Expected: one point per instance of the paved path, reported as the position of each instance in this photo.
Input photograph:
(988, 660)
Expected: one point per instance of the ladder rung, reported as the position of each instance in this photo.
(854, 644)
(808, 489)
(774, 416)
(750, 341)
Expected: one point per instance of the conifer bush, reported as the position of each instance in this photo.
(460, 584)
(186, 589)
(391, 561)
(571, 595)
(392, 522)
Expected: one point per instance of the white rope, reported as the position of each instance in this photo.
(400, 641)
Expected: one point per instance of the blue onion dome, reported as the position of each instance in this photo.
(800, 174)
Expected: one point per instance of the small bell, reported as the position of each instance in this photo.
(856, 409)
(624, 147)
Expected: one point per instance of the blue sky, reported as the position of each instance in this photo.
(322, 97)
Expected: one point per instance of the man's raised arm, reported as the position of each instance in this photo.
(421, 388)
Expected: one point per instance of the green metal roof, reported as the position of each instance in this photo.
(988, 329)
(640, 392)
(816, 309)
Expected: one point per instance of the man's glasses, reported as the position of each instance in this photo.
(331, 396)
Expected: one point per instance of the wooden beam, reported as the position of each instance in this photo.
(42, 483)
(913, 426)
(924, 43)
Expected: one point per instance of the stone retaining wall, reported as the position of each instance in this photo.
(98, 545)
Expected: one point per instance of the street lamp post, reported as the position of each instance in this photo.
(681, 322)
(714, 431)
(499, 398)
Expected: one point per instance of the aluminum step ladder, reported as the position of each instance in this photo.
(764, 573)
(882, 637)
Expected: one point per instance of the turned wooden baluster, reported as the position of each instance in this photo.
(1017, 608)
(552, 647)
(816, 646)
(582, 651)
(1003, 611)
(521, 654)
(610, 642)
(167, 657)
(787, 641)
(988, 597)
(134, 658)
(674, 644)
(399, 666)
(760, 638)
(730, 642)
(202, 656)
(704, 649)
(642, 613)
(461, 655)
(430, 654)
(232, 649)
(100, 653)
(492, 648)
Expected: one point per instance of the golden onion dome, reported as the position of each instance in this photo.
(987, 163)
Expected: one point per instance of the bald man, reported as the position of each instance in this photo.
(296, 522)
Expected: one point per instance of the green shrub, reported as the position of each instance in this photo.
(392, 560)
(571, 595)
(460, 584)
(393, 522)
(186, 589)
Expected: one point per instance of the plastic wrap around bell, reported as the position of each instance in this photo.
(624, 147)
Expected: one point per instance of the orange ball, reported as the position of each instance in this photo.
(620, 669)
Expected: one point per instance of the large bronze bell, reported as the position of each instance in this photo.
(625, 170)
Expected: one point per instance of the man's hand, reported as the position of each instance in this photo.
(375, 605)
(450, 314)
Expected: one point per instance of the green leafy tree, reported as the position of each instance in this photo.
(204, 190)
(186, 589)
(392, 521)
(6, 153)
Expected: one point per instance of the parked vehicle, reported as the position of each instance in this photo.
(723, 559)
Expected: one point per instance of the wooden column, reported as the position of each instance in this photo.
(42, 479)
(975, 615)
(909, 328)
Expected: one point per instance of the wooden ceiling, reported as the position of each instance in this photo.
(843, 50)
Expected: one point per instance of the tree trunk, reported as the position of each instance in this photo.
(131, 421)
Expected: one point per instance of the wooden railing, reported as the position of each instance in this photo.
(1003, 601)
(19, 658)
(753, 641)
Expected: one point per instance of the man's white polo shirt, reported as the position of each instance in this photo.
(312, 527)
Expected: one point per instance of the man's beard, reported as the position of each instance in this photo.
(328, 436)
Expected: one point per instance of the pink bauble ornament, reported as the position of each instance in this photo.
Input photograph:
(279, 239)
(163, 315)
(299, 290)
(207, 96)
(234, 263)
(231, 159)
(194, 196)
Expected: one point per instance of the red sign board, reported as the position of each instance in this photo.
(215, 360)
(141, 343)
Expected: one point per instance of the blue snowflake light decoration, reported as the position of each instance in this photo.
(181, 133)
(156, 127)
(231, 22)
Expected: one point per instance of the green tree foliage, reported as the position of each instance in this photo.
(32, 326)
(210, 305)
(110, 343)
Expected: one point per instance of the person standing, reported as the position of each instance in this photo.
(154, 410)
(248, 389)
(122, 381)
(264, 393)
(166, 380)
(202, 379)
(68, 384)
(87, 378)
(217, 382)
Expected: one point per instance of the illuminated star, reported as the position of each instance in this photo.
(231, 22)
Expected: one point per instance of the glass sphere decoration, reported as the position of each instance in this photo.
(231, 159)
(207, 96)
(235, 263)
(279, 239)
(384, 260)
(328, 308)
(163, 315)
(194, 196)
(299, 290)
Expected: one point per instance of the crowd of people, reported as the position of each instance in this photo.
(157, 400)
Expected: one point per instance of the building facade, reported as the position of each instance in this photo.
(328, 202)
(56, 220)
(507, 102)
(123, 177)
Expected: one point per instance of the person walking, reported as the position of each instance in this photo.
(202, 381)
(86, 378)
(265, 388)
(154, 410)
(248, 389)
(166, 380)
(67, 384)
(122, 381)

:::::

In full, transcribe each entry of the material exactly.

● **Task result**
Expected: one point per instance of the paved path, reported as the position of each instance in this photo.
Input photograph:
(988, 660)
Expected: one point per instance of the ladder rung, reported as the position of each instance in this photo.
(854, 644)
(808, 489)
(774, 416)
(750, 341)
Expected: one point per instance of the conifer bush, reported as the position of each instance in this photo.
(460, 584)
(186, 589)
(391, 561)
(571, 595)
(392, 522)
Expected: one point per instance of the white rope, reported as the position of each instance in this photo.
(400, 641)
Expected: one point per instance of the blue onion dome, reported as the position of each instance in this photo.
(800, 174)
Expected: one point per instance of the small bell, reported as the position of each instance in this photo.
(856, 409)
(624, 147)
Expected: one point per instance of the blue sky, reported as the position of each instance in this photo.
(322, 97)
Expected: one point per instance of the man's raised arm, reported as the position of each instance in this photo.
(421, 388)
Expected: one point per instance of the green metal roof, reported as the position of each instance in this photo.
(988, 329)
(640, 392)
(816, 309)
Expected: one point per instance of the man's glasses, reported as the position of each instance in this photo.
(331, 396)
Expected: one point per instance of the wooden beam, reported as the position of each instance in this photo.
(42, 483)
(913, 426)
(924, 43)
Expected: one point per instance of the stone retaining wall, reported as the position of each instance in this photo.
(98, 545)
Expected: one point per instance of the street lamp post, reported as the position of each instance in this photo.
(681, 322)
(714, 431)
(499, 398)
Expected: one point per instance of the aluminum step ladder, reported as the position of each instance in this photo.
(764, 573)
(882, 637)
Expected: one point per instance of the turned wooden baluster, reported as the position of each instance in this photo.
(1017, 608)
(552, 647)
(816, 646)
(582, 651)
(1003, 611)
(521, 654)
(610, 642)
(167, 657)
(787, 641)
(988, 597)
(134, 658)
(674, 644)
(399, 666)
(760, 638)
(730, 642)
(202, 656)
(704, 649)
(642, 613)
(461, 655)
(430, 654)
(232, 649)
(100, 653)
(492, 648)
Expected: one point per instance of the golden onion dome, reported as the position of each instance in this photo.
(987, 163)
Expected: one point per instance of the bald man, reported as the position of each instance in this photo.
(296, 522)
Expected: one point per instance of the green shrub, reported as the position of each instance in this photo.
(392, 560)
(571, 595)
(460, 584)
(393, 522)
(186, 589)
Expected: one point per instance of the plastic wrap around bell, reported as the position of each instance in this photo.
(624, 147)
Expected: one point per instance of the orange ball, reported as the position of each instance in this photo.
(620, 669)
Expected: one point per instance of the large bronze bell, reported as the position of each instance in this photo.
(625, 170)
Expected: one point per instance of the man's hand, reported as the position of each instance in this photo.
(375, 605)
(450, 314)
Expected: one point per instance of the green leafy tree, reported as the position of each instance in this photo.
(204, 190)
(186, 589)
(392, 521)
(6, 153)
Expected: one point per instance of the parked vehicle, reported as the position of each instance in this photo.
(723, 559)
Expected: one point per instance of the wooden column, reported as the position of each instance in this photo.
(42, 479)
(975, 615)
(909, 328)
Expected: one point per instance of the wooden ceiling, reported as the position of each instance in this photo.
(843, 50)
Expected: one point per instance of the tree trunk, reported as the position of each instance in this photo.
(131, 421)
Expected: one point per instance of the wooden railing, reported as the position of each instance in this photo.
(1003, 601)
(19, 658)
(753, 641)
Expected: one point per instance of the man's white polo shirt, reported as the position of each instance in this photo.
(312, 527)
Expected: one point per instance of the man's beard, reported as the position of each instance in this photo.
(328, 436)
Expected: one point per instance of the pink bauble ornament, reported as the position of each instance in this photo.
Input photograph:
(279, 239)
(163, 315)
(299, 290)
(207, 96)
(234, 263)
(231, 159)
(194, 196)
Expected: one point per instance of the red sign board, reported as the position of each instance in this photo.
(215, 360)
(141, 343)
Expected: one point per instance of the blue snowflake light decoration, reported as the position of each instance in this photo.
(181, 133)
(156, 127)
(231, 22)
Expected: one point per instance of the green tree foliage, reported as the position of each instance in this photo.
(32, 326)
(210, 305)
(110, 343)
Expected: one point per instance of the person standing, reported as the position of each instance in this photo.
(154, 410)
(248, 389)
(122, 381)
(264, 393)
(166, 380)
(202, 379)
(68, 384)
(87, 378)
(217, 382)
Expected: one point per instance of the illuminated star, reported as the position of each instance in this photo.
(231, 22)
Expected: one point per instance of the glass sphere decoration, reported as the position of each instance in this photo.
(231, 159)
(207, 96)
(235, 263)
(279, 239)
(384, 260)
(328, 308)
(163, 315)
(194, 196)
(299, 290)
Expected: one point per instance of the crowd of people, reported as the position of each instance in this photo.
(157, 400)
Expected: one point per instance of the building facade, reported as the position of each instance in this photo.
(328, 202)
(56, 220)
(507, 102)
(123, 177)
Expected: one point per instance of the person walking, reported as the position of each instance in this photo.
(202, 381)
(86, 378)
(265, 388)
(154, 410)
(248, 389)
(166, 380)
(67, 384)
(122, 381)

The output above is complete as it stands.